• The records:
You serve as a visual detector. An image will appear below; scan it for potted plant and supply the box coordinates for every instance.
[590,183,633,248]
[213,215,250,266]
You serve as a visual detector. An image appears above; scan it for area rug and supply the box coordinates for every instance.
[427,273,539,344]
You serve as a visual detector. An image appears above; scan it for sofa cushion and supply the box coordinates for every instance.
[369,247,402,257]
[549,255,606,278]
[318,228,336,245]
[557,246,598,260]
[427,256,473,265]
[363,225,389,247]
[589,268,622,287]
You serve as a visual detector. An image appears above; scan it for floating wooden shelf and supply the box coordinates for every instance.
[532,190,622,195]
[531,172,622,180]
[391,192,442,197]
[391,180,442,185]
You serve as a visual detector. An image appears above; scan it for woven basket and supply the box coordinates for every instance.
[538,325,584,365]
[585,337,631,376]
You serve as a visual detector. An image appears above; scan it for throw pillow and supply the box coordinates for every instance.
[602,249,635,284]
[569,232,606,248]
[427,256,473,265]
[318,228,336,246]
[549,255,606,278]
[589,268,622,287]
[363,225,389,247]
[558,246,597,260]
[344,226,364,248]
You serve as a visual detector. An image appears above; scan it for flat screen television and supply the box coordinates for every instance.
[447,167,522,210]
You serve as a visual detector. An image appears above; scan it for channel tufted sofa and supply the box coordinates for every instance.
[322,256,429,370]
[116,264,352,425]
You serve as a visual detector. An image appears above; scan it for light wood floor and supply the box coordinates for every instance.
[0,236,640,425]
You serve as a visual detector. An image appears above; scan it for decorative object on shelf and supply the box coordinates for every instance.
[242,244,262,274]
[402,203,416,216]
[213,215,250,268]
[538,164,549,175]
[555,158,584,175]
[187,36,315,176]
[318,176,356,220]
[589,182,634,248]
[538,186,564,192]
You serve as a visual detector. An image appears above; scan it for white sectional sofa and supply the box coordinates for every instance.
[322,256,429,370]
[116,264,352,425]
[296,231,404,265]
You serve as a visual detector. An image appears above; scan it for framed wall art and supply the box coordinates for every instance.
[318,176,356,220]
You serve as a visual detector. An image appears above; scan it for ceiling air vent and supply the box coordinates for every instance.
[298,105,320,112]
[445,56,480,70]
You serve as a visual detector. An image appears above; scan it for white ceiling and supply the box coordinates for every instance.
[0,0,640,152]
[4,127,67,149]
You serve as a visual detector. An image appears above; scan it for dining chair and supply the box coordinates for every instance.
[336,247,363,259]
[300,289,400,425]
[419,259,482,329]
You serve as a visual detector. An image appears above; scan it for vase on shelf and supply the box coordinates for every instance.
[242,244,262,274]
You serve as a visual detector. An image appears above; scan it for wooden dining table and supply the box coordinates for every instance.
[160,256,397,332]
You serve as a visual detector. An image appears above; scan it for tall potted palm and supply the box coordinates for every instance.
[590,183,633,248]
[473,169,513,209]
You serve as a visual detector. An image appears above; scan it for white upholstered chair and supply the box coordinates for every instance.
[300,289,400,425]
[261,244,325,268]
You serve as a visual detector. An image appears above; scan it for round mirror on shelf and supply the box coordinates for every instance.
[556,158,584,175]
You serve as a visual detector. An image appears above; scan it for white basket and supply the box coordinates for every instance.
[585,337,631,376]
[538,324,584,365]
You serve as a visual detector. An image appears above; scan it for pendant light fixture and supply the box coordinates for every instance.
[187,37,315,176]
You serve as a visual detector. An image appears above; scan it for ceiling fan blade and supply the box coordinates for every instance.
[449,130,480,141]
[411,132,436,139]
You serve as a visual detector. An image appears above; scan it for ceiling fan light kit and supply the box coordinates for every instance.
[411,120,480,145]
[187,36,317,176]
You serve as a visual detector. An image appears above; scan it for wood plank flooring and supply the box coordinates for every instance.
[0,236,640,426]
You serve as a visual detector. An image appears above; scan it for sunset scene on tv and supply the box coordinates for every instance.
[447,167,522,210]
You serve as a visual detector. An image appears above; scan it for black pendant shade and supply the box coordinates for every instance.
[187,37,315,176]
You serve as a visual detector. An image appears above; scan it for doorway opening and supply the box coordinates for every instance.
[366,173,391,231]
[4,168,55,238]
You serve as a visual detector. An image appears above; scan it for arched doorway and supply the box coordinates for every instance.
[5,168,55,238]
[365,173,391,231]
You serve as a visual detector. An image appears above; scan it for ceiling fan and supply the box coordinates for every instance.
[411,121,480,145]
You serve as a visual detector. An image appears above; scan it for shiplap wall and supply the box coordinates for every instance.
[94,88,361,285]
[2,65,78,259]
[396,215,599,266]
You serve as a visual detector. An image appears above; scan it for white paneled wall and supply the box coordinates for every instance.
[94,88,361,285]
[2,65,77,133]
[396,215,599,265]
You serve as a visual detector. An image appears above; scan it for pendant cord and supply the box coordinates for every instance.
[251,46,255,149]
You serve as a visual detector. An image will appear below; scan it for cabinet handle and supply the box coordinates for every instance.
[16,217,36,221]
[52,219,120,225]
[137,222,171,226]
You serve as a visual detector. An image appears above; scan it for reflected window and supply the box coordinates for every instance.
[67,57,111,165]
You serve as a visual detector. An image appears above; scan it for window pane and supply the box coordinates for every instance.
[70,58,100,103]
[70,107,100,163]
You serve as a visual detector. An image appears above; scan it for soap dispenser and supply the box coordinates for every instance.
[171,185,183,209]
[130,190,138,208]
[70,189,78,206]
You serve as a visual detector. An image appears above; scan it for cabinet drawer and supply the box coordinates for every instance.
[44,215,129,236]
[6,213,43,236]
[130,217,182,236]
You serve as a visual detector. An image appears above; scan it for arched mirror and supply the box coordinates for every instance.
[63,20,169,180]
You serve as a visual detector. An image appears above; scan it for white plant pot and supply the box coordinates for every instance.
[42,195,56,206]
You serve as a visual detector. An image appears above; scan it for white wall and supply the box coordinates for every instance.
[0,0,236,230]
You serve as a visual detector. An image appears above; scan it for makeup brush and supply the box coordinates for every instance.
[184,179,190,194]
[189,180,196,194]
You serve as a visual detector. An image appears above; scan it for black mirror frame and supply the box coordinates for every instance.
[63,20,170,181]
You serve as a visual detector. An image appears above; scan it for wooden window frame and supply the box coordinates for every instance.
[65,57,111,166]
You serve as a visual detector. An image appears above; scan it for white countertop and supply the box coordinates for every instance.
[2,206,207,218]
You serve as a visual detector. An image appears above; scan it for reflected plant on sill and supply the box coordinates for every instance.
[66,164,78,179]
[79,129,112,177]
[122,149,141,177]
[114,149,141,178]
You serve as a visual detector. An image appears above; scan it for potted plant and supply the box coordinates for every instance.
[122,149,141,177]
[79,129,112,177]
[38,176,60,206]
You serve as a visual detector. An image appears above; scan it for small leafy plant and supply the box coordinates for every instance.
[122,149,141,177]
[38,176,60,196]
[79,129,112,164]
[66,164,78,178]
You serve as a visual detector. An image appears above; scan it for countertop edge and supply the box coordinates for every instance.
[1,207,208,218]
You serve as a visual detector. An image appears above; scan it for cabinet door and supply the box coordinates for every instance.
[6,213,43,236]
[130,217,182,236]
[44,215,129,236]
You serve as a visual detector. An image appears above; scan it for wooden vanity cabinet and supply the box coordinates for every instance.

• Given problem: Rewrite all of the lines above, substituting "object locator" for "visual detector" at every occurrence and leaving everything else unchanged.

• Response:
You serve as a object locator. An image will appear below; scan it for potted plant and supply the box coordinates for every instance.
[590,183,633,248]
[213,215,250,266]
You serve as a object locator. An image appears above; scan it for area rug and supply the box coordinates for every instance.
[427,273,539,344]
You serve as a object locator. An image appears above; scan it for sofa cushion and supply the box coordinates for every instance.
[369,247,402,257]
[549,255,606,278]
[318,228,336,245]
[557,246,598,260]
[427,256,473,265]
[363,225,389,247]
[589,268,622,287]
You serve as a object locator. An image appears above; scan it for floating wooden shelf and supply the box coordinates for every instance.
[532,190,622,195]
[531,172,622,180]
[391,192,442,197]
[391,180,442,185]
You serve as a object locator. An image appears above; scan it for woven basket and supply the box coordinates for every instance.
[538,325,584,365]
[585,337,631,376]
You serve as a object locator. An image appears above; scan it for throw pillow and supply the box coordinates for every instance.
[602,249,635,284]
[569,232,606,248]
[427,256,473,265]
[318,228,336,246]
[549,255,606,278]
[589,268,622,287]
[363,225,389,247]
[558,246,597,260]
[344,226,364,248]
You serve as a object locator. An image appears above; scan it for flat screen television and supply the box coordinates for every instance.
[447,167,522,210]
You serve as a object locator. An image appears above; scan it for channel tufted sofa and supply the box coordinates for every instance.
[322,256,429,370]
[116,264,352,425]
You serve as a object locator. An image appears above; scan it for light wood floor and supply the box coordinates for every instance.
[0,236,640,425]
You serve as a object locator. An image appears above; scan it for decorative object on shelf and supply the box coordinates for every instance.
[242,244,262,274]
[402,203,416,216]
[213,215,250,268]
[538,164,549,175]
[555,158,584,175]
[187,36,315,176]
[318,176,356,220]
[589,182,634,248]
[538,186,564,192]
You serve as a object locator. An image appears above; scan it for white sectional sofa and supply the box coordinates for every instance.
[322,256,429,370]
[116,264,352,425]
[296,231,404,265]
You serve as a object locator. An image appears above; scan it for framed wall art and supply the box coordinates for every instance.
[318,176,356,220]
You serve as a object locator. An image appears above; scan it for ceiling air vent and supply the box coordinates for every instance.
[298,105,320,112]
[445,56,480,70]
You serve as a object locator. An image appears above; scan it for white ceiling and supply the box coordinates for every instance.
[0,0,640,152]
[4,127,67,149]
You serve as a object locator. An image appears above; scan it for dining chair and supply the box coordinates for every instance.
[336,247,363,259]
[300,289,400,425]
[419,259,482,329]
You serve as a object locator. An image appears above; scan it for vase on shelf and supply the box coordinates for every instance.
[242,244,262,274]
You serve as a object locator. An image appears above; scan it for wooden dining table and supply the box coordinates for every instance.
[160,256,397,332]
You serve as a object locator. An image appears above; scan it for tall potted palm and supply the box coordinates for every instance.
[590,183,633,248]
[473,169,513,209]
You serve as a object locator. An image appears above; scan it for white upholstered chair and supply the box coordinates for every instance.
[300,289,400,425]
[261,244,325,268]
You serve as a object locator. An image appears above; scan it for round mirror on shelf and supply the box coordinates for every instance.
[556,158,584,175]
You serve as a object locator. An image appears above; scan it for white basket and supply the box coordinates for every instance.
[585,337,631,376]
[538,324,584,365]
You serve as a object locator. An image appears above; scan it for pendant light fixture and supply the box coordinates for every instance.
[187,37,315,176]
You serve as a object locator. An image appears above; scan it for ceiling fan blade and supply the box coordinates for every instance.
[449,130,480,141]
[411,132,436,139]
You serve as a object locator. An image appears above; scan it for ceiling fan light kit and supply the box coordinates for every instance.
[411,120,480,145]
[187,36,317,176]
You serve as a object locator. An image appears above; scan it for wood plank flooring and supply the box coordinates for every instance.
[0,236,640,426]
You serve as a object locator. An image appears above; scan it for sunset scene on tv and supply the box coordinates for every instance.
[447,167,522,210]
You serve as a object locator. An image appears above; scan it for black pendant shade and supply the box coordinates for every instance.
[187,37,315,176]
You serve as a object locator. An image appears above; scan it for doorway opening and supply the box coordinates for every instance.
[366,173,391,231]
[4,168,55,238]
You serve as a object locator. An image appears above; scan it for arched doorway and supply the box coordinates for every instance.
[5,168,55,238]
[365,173,391,231]
You serve as a object locator. An image appears above; scan it for ceiling fan and supply the box coordinates for every instance.
[411,121,480,145]
You serve as a object locator. An image appears above; scan it for shiplap wall and supply the box coordinates for every instance.
[94,88,361,285]
[2,65,78,259]
[396,215,599,266]
You serve as a object locator. An image appears above; scan it for white paneled wall and supply the box coordinates for every instance.
[94,88,361,285]
[2,65,77,133]
[396,215,599,265]
You serve as a object locator. An image appears above; scan it for pendant cord and supply the box coordinates for every instance.
[251,46,255,149]
You serve as a object locator. An image will appear below; scan it for cabinet handle and supply the box coordinates for every instance.
[16,217,36,221]
[52,219,120,225]
[137,222,171,226]
You serve as a object locator. An image appears above; scan it for reflected window and supply the box coordinates for every instance.
[67,57,111,165]
You serve as a object locator. An image appears above; scan it for window pane and supply the box coordinates for every instance.
[70,58,100,103]
[70,107,100,163]
You serve as a object locator. An image appears above; scan it for soap dispenser and supply the box coordinates for every instance.
[171,185,183,209]
[130,190,138,208]
[70,189,78,206]
You serve as a object locator. An image appears above; scan it for cabinet drawer and supply the box coordinates for every instance.
[44,215,129,236]
[6,213,43,236]
[130,217,182,236]
You serve as a object locator. An image appears above; scan it for arched mirror and supply the box coordinates for every instance.
[63,20,169,180]
You serve as a object locator. An image appears above; scan it for white plant pot and supply the box coordinates for every instance.
[42,195,56,206]
You serve as a object locator. An image appears above; scan it for white wall and supply the box coordinates for every instance.
[0,0,236,230]
You serve as a object locator. An image appears above; scan it for makeup brush and supply the box coordinates for every instance.
[184,179,190,194]
[189,180,196,194]
You serve as a object locator. An image appears above; scan it for black mirror frame and supply the box coordinates for every instance.
[63,20,170,181]
You serve as a object locator. An image appears above; scan it for wooden window frame and supply the box coordinates for every instance.
[65,57,111,166]
You serve as a object locator. An image appears above; scan it for white countertop and supply the box coordinates for every instance.
[2,206,207,218]
You serve as a object locator. An image appears above; scan it for reflected plant on sill and supply the box coordinates for every instance.
[66,164,78,179]
[79,129,112,177]
[122,149,141,177]
[114,149,141,178]
You serve as a object locator. An image appears above; scan it for potted plant and supply the box coordinates for every instance.
[122,149,141,177]
[79,129,112,177]
[38,176,60,206]
You serve as a object locator. An image appears above; scan it for small leafy plant and supply the box coordinates for every instance.
[122,149,141,177]
[38,176,60,196]
[79,129,112,164]
[66,164,78,178]
You serve as a object locator. An image appears above; scan it for countertop edge and supply the box coordinates for every instance.
[1,207,208,218]
You serve as a object locator. An image appears above; scan it for cabinet door and supply the box coordinates for every instance.
[6,213,43,236]
[130,217,182,236]
[44,215,129,236]
You serve as a object locator. An image appears above; scan it for wooden vanity cabinet and supply the box coordinates for every instance.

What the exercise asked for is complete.